------ 文档

高精度加法——杭电1002

                                          A + B Problem II

Problem Description
I have a very simple problem for you. Given two integers A and B, your job is to calculate the Sum of A + B.

Input
The first line of the input contains an integer T(1<=T<=20) which means the number of test cases. Then T lines follow, each line consists of two positive integers, A and B. Notice that the integers are very large, that means you should not process them by using 32-bit integer. You may assume the length of each integer will not exceed 1000.

Output
For each test case, you should output two lines. The first line is “Case #:”, # means the number of the test case. The second line is the an equation “A + B = Sum”, Sum means the result of A + B. Note there are some spaces int the equation. Output a blank line between two test cases.

Sample Input
2
1 2
112233445566778899 998877665544332211

Sample Output
Case 1:
1 + 2 = 3

Case 2:
112233445566778899 + 998877665544332211 = 1111111111111111110

这道题是一个简单的高精度加法，对于第一次接触大数的人来说可能会有点难，一般都是因为不懂得原理。
所以只要理解了原理，就会变得简单了。

大数相加，由于已经超出了C的数值范围，所以我们只能将我们的数值用字符串处理，然后通过模拟
我们在草稿纸上打草稿。

下面是我写的代码：

#include
#include
#include

int main()
{
    char a[1000],b[1000],sum[1001];
    int la,lb,t,i,j,f,n,max,temp,carry;

    scanf("%d",&t);

    for(n=1;n<=t;n++)
    {
        carry=0;
        scanf("%s%s",a,b);
        printf("Case %d:\n",n);
        printf("%s + %s = ",a,b);

        la=strlen(a)-1;lb=strlen(b)-1; //读出两个数的长度，用于后面计算

        max=la>lb? la:lb; 

        //首先要将两个数右对齐，也就是个位对齐，然后模拟我们平时打草稿
        for(i=la,j=lb,f=max;i>=0 || j>=0;i--,j--,f--)

------------
------ 提供材料

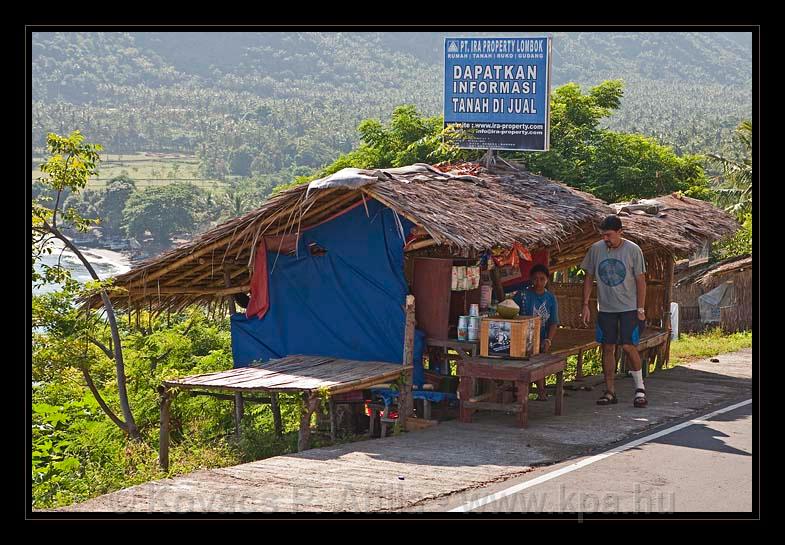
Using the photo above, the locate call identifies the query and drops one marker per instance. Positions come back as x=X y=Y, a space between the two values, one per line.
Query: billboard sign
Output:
x=497 y=92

------------

任务说明 ->
1. 关于高精度加法的文档中指出，第一次接触大数的人觉得这道题有点难，一般是什么原因？
2. 请返回高精度加法文档中介于“A + B Problem”与“Sum of A + B.”之间的原文，首尾两处均包括在内。

参考答案 ->
1. 一般是因为不懂得原理。

2.
A + B Problem II

Problem Description
I have a very simple problem for you. Given two integers A and B, your job is to calculate the Sum of A + B.